This article explains the system the way I worked with it: as a set of contracts between modules and between software and hardware. I focus on the architectural decomposition (datapath and control), the encoding boundary enforced by the assembler, and what constitutes a successful run in simulation. I also call out the explicit non-goals such as advanced control-flow features, richer memory models, or microarchitectural optimizations because the constraints are part of what makes the design teachable.

Methodology

Architecture overview

I implemented the processor as a small set of composable VHDL building blocks connected around a single 7-bit internal bus. The top-level entity (Processor) exposes CLK and RESET inputs and exports the four general-purpose register values (R0out–R3out) specifically to make simulation inspection straightforward.

Inside Processor.vhd, the datapath is wired as follows:

A ROM (Memory) outputs a 7-bit word (MData) addressed by the program counter output (PC_OUT).
Two 4-to-1 multiplexers (MUX4x1) select ALU operands from the four register outputs (ROUT0–ROUT3). Each mux is driven by a 2-bit selector (S0 for operand A, S1 for operand B).
The ALU computes a 7-bit result (ALURes) based on a 2-bit command (CMD).
A 2-to-1 “bus mux” (MUX2x1) selects what drives the shared internal bus (BUSout): either ROM data (MData) or the ALU result (ALURes), controlled by BUS_Sel.
The shared bus is then assigned to a single internal input (RIN <= BUSout) that feeds every state-holding element: the four registers, the instruction register (IR), and the program counter (PC) load their next value from RIN when their respective load control is asserted.

This wiring creates a clean contract boundary: computation happens in the ALU, storage happens in registers/IR/PC, and the only way values move is by selecting a source onto the bus and latching it into a destination on the next clock edge.

Pointing dataset excerpts:
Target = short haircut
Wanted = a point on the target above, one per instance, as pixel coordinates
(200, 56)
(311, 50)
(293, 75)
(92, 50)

# To be done:
a – According to the processor article, which inputs does the top-level entity expose?
b – From the processor article, output the passage that begins at the words "A ROM (Memory)" and stops after "control is asserted.".

# Correct answers:
a – CLK and RESET

b –
A ROM (Memory) outputs a 7-bit word (MData) addressed by the program counter output (PC_OUT).
Two 4-to-1 multiplexers (MUX4x1) select ALU operands from the four register outputs (ROUT0–ROUT3). Each mux is driven by a 2-bit selector (S0 for operand A, S1 for operand B).
The ALU computes a 7-bit result (ALURes) based on a 2-bit command (CMD).
A 2-to-1 “bus mux” (MUX2x1) selects what drives the shared internal bus (BUSout): either ROM data (MData) or the ALU result (ALURes), controlled by BUS_Sel.
The shared bus is then assigned to a single internal input (RIN <= BUSout) that feeds every state-holding element: the four registers, the instruction register (IR), and the program counter (PC) load their next value from RIN when their respective load control is asserted.